Problem: When you reach the line in the listing below that contains "Target: shaded crevice", begin returning lines exactly as written, and stop after the line that contains "Target: dry soil slope". Return no other lines.

Material supplied:
------------------------

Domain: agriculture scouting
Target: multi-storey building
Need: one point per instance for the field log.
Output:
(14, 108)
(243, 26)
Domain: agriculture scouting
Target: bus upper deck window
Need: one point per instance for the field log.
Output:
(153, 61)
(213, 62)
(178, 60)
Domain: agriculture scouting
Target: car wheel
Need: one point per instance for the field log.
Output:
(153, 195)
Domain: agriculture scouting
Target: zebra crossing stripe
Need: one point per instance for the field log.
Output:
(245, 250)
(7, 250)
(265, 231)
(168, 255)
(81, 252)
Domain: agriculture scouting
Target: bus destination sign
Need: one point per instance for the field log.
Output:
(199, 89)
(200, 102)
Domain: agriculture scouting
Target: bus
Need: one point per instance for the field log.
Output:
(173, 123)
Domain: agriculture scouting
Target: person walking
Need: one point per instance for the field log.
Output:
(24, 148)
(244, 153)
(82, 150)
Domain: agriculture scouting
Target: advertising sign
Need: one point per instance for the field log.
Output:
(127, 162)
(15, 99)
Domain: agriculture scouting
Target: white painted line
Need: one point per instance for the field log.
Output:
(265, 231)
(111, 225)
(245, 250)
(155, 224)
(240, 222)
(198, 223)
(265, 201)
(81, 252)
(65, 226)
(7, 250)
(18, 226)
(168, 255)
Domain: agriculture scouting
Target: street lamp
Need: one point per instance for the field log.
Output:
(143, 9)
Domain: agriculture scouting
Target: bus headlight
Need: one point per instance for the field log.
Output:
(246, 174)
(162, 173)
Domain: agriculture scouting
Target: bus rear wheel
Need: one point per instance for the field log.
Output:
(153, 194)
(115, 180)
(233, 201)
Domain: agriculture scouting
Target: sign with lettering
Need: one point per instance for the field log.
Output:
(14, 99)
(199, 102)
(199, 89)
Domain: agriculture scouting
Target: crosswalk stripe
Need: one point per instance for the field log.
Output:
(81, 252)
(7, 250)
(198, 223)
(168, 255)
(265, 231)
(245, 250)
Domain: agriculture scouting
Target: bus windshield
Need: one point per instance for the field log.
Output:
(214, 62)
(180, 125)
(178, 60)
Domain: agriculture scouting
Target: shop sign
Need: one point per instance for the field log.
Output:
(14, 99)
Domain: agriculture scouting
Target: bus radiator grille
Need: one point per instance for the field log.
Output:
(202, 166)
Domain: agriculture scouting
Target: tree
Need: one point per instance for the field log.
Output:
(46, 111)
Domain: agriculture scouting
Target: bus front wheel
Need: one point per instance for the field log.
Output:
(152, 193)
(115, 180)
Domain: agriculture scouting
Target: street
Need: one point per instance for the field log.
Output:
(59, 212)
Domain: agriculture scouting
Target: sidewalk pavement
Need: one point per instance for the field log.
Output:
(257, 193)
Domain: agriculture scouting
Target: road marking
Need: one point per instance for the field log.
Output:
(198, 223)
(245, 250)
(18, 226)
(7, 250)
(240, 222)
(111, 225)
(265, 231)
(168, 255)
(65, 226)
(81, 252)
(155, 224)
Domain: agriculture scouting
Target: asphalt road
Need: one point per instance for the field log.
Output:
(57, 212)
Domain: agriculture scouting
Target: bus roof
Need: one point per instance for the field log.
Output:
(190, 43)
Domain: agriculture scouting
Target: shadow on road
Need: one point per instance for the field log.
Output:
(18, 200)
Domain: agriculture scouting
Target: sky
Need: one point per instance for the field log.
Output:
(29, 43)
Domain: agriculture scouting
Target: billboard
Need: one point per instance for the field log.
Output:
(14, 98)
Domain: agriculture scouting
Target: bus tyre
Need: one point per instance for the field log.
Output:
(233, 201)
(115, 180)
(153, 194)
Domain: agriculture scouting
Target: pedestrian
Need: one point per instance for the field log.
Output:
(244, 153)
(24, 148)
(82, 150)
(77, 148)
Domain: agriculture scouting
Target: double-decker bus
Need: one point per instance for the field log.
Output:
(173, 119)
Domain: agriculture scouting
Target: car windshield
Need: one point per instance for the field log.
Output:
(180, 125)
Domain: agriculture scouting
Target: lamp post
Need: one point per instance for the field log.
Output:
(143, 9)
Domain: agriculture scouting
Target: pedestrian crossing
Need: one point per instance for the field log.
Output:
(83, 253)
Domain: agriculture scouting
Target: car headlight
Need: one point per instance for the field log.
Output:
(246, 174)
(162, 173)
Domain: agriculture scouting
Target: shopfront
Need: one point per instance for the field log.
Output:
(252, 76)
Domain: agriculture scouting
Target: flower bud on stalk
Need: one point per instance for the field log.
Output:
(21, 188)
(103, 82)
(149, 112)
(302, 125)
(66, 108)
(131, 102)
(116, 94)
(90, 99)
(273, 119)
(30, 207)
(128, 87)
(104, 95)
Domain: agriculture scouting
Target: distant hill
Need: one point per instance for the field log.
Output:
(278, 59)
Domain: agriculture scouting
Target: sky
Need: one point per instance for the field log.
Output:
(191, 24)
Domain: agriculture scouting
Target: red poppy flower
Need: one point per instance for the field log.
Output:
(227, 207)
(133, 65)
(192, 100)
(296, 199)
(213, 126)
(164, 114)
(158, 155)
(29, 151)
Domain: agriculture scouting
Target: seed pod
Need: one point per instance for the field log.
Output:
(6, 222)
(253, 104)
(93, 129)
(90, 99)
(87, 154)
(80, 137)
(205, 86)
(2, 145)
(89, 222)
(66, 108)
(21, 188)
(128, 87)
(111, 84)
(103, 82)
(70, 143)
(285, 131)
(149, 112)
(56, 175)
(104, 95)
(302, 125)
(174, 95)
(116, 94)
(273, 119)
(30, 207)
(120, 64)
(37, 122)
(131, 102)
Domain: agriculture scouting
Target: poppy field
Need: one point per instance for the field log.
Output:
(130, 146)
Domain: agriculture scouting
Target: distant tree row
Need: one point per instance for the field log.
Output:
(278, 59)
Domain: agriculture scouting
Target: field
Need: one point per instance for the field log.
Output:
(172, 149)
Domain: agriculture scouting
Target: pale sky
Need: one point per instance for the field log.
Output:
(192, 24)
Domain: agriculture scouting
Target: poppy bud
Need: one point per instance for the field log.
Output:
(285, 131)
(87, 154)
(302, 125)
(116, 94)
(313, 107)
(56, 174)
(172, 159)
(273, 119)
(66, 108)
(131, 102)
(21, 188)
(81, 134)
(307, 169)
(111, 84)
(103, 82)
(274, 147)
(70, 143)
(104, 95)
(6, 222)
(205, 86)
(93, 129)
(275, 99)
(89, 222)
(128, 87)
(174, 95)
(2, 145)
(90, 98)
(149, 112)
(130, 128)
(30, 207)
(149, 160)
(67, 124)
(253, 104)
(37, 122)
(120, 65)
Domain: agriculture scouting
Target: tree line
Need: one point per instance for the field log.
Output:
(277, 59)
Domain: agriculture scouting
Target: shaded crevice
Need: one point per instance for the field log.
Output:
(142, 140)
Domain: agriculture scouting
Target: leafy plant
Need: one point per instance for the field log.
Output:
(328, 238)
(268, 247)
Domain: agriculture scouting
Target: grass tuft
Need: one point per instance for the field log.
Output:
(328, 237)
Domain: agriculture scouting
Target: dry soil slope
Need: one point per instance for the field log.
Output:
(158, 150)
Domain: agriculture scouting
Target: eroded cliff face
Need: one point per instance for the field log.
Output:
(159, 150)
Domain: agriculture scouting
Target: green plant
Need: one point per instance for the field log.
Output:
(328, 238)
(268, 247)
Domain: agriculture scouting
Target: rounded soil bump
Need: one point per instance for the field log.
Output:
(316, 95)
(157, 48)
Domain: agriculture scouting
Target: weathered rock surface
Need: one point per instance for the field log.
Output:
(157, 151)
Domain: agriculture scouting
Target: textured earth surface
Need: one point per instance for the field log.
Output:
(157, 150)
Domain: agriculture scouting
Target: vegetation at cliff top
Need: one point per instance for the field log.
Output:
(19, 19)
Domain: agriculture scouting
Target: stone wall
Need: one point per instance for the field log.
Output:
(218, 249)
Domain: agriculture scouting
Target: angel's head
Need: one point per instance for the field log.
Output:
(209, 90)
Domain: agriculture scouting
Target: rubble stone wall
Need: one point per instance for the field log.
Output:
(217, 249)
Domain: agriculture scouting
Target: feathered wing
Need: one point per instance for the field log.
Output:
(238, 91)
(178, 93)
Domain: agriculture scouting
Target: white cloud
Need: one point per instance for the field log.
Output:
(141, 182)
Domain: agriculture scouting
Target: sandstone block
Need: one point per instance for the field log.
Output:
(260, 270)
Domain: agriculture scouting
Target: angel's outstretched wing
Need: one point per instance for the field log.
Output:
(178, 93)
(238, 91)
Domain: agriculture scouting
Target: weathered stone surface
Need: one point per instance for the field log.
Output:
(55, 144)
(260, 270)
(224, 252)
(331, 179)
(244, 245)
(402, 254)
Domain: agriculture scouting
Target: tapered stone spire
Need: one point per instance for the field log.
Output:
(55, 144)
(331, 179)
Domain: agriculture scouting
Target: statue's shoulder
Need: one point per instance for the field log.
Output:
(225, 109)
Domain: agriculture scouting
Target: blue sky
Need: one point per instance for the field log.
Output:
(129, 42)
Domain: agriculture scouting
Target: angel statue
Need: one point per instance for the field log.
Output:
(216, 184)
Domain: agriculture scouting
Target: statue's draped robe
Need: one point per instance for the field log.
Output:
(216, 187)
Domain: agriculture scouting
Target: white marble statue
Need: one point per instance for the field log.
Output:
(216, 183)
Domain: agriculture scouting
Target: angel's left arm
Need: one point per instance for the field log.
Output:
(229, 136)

------------------------

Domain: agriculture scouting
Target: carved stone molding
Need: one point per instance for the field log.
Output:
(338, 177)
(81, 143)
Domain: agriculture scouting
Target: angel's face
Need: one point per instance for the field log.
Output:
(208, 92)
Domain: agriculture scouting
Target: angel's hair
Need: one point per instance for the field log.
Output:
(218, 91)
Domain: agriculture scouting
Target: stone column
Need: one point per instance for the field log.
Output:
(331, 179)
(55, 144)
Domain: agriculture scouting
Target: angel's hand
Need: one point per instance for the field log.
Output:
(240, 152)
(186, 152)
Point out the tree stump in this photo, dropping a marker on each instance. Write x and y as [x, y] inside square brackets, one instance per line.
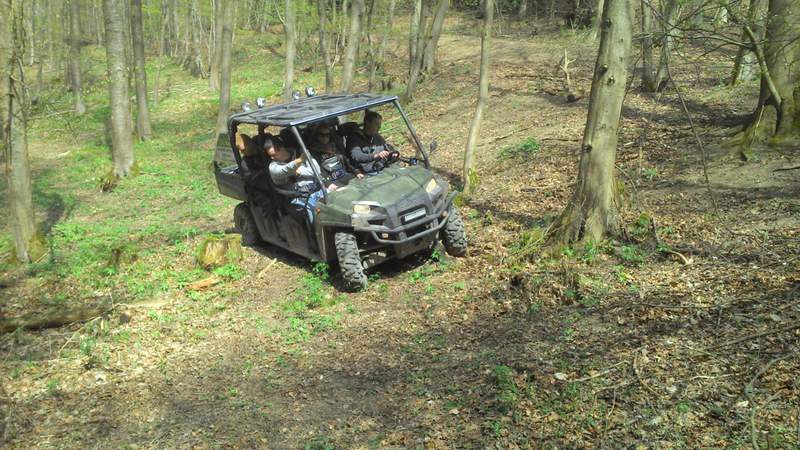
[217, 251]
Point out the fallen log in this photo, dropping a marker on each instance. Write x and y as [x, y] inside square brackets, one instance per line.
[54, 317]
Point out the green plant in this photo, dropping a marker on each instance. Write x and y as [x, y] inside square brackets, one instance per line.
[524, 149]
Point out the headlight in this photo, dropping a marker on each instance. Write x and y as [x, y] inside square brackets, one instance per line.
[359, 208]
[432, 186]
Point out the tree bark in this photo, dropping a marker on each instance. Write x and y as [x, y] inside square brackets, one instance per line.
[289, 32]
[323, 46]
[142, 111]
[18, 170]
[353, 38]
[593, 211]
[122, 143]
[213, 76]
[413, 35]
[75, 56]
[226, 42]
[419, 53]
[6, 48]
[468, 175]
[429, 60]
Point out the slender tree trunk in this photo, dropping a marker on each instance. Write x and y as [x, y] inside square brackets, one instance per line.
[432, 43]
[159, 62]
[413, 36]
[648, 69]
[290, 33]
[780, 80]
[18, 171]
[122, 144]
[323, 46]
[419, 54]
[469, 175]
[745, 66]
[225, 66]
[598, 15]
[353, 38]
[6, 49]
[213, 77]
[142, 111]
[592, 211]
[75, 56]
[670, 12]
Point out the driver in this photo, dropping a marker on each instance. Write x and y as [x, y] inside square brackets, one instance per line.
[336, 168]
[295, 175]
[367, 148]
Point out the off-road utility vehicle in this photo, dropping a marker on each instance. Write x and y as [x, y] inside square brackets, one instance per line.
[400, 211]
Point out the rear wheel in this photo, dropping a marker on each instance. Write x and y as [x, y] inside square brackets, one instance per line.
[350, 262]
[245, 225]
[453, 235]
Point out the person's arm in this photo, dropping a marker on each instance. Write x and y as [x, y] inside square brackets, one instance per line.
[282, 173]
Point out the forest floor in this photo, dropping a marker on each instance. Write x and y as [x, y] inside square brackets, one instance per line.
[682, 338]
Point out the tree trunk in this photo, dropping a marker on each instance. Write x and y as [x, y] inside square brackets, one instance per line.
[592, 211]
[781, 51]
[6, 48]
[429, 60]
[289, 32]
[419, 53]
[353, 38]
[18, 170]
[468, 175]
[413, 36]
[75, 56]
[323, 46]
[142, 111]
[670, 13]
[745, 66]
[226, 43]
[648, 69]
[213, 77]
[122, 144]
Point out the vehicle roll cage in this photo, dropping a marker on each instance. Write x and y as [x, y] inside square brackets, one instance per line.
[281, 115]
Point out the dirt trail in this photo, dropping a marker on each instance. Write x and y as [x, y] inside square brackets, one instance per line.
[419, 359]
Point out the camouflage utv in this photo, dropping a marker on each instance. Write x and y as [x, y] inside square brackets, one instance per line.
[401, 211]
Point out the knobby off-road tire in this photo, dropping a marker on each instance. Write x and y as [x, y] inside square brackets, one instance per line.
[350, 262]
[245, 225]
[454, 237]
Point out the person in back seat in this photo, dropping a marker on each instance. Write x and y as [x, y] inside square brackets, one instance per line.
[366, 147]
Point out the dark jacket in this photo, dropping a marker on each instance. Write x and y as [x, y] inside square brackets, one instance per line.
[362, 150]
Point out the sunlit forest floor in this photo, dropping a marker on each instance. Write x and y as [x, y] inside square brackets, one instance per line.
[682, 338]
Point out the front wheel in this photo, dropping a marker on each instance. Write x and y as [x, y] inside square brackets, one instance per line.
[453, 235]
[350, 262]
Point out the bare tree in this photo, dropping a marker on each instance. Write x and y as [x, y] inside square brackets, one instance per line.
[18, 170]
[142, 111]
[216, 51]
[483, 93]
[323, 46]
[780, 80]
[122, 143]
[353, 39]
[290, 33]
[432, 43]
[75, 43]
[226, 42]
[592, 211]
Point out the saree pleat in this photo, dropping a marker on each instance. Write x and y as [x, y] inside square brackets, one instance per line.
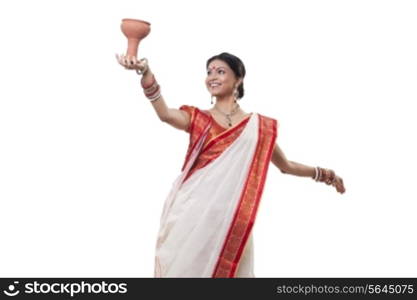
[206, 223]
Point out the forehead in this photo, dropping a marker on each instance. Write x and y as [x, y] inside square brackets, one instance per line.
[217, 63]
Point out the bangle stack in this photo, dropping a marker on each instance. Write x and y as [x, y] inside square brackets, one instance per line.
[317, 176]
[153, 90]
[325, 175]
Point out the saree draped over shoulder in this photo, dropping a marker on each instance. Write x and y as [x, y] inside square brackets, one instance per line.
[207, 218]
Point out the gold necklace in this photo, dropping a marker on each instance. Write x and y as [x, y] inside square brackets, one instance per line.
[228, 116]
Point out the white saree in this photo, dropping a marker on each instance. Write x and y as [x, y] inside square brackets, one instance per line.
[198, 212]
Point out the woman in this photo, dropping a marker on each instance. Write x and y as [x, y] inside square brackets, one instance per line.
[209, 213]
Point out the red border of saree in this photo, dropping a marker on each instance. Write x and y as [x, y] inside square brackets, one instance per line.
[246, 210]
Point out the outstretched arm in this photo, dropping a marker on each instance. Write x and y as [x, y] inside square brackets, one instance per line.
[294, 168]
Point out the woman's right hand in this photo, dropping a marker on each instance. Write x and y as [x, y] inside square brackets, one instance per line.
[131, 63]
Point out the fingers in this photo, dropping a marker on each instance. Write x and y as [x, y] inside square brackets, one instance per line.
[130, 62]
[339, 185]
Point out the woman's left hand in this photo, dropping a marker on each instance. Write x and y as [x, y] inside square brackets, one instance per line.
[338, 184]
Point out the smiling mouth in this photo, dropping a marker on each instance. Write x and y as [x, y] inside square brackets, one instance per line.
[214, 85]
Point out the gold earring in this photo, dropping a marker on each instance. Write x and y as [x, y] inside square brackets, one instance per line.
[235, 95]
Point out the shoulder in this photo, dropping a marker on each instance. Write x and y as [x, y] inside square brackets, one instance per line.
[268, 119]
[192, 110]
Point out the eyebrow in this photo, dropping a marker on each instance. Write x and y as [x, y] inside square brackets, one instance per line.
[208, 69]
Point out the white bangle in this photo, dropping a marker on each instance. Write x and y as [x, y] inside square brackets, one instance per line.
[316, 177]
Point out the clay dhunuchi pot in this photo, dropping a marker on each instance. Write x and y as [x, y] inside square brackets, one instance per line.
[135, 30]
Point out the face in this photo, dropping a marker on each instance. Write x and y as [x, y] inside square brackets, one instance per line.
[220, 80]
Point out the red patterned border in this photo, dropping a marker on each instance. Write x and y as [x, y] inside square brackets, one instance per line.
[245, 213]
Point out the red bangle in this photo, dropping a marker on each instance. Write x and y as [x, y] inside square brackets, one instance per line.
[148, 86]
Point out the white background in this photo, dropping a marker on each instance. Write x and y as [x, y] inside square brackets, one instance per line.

------------------------

Solution for this exercise:
Target: shaded crevice
Need: one point per instance for the field log.
Output:
(142, 140)
Domain: agriculture scouting
Target: leafy plant
Need: one point per instance for the field log.
Output:
(328, 238)
(268, 247)
Domain: agriculture scouting
Target: grass tuft
Need: one point per instance for the field log.
Output:
(328, 237)
Domain: agriculture scouting
Target: dry soil slope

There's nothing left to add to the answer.